Directive: Copy the lines below verbatim, beginning with the line that includes "Locate the concrete driveway" and continuing to the end; leave out everything before it.

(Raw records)
════

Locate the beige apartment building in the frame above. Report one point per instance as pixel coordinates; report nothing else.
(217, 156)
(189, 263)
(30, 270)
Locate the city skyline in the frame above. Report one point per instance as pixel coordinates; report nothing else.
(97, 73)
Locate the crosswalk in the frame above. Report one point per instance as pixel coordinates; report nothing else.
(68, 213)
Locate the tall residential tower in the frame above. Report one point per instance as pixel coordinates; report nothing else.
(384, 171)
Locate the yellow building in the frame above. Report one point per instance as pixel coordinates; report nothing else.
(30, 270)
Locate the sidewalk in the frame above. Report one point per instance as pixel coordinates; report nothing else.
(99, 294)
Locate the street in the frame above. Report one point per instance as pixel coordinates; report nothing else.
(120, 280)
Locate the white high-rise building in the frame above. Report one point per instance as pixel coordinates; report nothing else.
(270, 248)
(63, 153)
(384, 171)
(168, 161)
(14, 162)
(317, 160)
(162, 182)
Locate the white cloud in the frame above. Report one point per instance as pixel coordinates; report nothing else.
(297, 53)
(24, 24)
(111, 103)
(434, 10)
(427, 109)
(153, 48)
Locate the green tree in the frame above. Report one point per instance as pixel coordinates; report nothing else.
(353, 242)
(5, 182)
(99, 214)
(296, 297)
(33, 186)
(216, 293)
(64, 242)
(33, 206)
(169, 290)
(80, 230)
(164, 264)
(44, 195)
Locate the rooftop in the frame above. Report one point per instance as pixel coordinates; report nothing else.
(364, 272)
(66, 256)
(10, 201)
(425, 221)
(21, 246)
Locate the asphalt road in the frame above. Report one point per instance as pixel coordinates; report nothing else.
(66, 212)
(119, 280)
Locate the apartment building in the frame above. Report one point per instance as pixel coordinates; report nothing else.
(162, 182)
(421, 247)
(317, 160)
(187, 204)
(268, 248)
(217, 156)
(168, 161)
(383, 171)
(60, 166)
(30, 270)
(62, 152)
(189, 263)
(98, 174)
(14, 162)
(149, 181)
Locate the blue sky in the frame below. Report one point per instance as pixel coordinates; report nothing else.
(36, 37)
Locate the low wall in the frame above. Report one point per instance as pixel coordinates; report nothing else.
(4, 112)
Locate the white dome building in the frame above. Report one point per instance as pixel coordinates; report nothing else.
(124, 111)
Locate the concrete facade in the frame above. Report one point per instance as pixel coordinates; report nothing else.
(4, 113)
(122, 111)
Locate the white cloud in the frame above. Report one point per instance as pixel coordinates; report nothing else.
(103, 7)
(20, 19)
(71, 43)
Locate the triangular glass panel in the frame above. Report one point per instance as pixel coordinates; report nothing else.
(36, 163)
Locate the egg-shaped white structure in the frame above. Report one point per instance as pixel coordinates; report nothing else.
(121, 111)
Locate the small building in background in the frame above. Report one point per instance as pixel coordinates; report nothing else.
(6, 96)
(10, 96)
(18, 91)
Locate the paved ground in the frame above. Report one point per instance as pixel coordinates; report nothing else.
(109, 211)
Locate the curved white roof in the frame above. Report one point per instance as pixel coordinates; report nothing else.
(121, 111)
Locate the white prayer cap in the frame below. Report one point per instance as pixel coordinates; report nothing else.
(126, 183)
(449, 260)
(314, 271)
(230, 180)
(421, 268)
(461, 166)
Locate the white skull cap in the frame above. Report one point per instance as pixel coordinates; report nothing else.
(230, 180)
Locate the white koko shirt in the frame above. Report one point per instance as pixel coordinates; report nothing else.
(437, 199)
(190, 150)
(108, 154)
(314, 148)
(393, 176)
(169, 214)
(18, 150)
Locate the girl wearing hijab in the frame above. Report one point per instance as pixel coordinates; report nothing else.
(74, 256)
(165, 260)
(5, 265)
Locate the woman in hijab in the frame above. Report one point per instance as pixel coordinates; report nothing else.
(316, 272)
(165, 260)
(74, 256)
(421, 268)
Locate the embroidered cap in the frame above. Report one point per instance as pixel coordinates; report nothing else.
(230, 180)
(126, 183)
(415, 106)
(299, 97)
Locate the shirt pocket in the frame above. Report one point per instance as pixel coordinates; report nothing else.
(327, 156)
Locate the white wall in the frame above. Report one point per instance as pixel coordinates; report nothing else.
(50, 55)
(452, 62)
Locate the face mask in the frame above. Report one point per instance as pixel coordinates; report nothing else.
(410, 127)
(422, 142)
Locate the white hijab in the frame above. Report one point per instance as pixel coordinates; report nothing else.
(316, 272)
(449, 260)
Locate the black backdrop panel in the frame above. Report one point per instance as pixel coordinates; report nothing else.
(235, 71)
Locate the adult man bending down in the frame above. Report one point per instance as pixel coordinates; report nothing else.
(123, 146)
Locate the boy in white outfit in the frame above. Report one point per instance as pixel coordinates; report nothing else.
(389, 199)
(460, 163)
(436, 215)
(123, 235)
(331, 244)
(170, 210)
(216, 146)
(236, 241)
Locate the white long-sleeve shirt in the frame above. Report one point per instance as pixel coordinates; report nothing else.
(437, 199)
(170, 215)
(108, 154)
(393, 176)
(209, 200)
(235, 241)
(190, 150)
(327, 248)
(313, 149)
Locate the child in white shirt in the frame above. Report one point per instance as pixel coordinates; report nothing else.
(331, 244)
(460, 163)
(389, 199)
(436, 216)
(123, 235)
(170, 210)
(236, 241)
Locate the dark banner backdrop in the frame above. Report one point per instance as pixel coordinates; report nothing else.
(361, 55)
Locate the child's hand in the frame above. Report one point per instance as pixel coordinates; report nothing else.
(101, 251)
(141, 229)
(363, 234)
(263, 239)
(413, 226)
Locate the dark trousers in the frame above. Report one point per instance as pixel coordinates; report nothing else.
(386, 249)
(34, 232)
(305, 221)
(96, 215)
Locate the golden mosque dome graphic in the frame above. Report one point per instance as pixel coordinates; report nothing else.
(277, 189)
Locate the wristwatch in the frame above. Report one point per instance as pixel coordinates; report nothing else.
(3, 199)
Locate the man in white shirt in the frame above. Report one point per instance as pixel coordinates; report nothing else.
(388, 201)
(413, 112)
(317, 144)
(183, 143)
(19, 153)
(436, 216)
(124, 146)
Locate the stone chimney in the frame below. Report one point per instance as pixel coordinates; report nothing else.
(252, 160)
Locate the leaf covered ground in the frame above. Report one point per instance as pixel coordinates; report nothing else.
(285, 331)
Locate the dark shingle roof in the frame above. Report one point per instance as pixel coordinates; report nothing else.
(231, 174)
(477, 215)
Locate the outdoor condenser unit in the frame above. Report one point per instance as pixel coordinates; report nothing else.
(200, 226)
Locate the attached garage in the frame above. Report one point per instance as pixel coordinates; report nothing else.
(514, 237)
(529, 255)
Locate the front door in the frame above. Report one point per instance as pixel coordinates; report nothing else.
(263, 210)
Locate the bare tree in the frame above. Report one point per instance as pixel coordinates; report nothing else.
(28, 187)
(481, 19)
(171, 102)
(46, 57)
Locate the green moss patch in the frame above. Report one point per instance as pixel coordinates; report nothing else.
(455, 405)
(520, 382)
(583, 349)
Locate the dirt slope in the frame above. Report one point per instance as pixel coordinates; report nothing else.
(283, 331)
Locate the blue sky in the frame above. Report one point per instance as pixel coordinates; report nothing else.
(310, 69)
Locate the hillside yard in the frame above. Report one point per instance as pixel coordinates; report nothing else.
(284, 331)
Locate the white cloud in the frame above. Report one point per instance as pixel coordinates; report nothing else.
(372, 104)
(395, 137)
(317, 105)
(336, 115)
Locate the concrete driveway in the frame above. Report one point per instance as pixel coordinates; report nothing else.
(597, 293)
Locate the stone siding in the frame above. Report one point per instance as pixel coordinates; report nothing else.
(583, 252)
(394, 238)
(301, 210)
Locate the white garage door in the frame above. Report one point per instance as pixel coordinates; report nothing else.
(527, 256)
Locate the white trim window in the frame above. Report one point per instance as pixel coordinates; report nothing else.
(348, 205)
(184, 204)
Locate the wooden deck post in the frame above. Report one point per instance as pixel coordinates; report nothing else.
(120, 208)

════

Correct output:
Locate the concrete driveway in the frame above. Report one point per instance as pixel coordinates; report nothing else.
(597, 293)
Locate the stone siding in the frame above. Report one point per instance as pixel coordinates; report nothing else.
(583, 252)
(394, 238)
(301, 210)
Locate the white garage door in the frame above. Report one point per instance as pixel coordinates; report nothing else.
(527, 256)
Locate the white trim window in the frame above. Report one point per instance as pixel coordinates; report nothing else.
(348, 205)
(184, 204)
Locate the wooden deck post in the frame above. Report one point per instance as pixel coordinates; report nothing else.
(120, 208)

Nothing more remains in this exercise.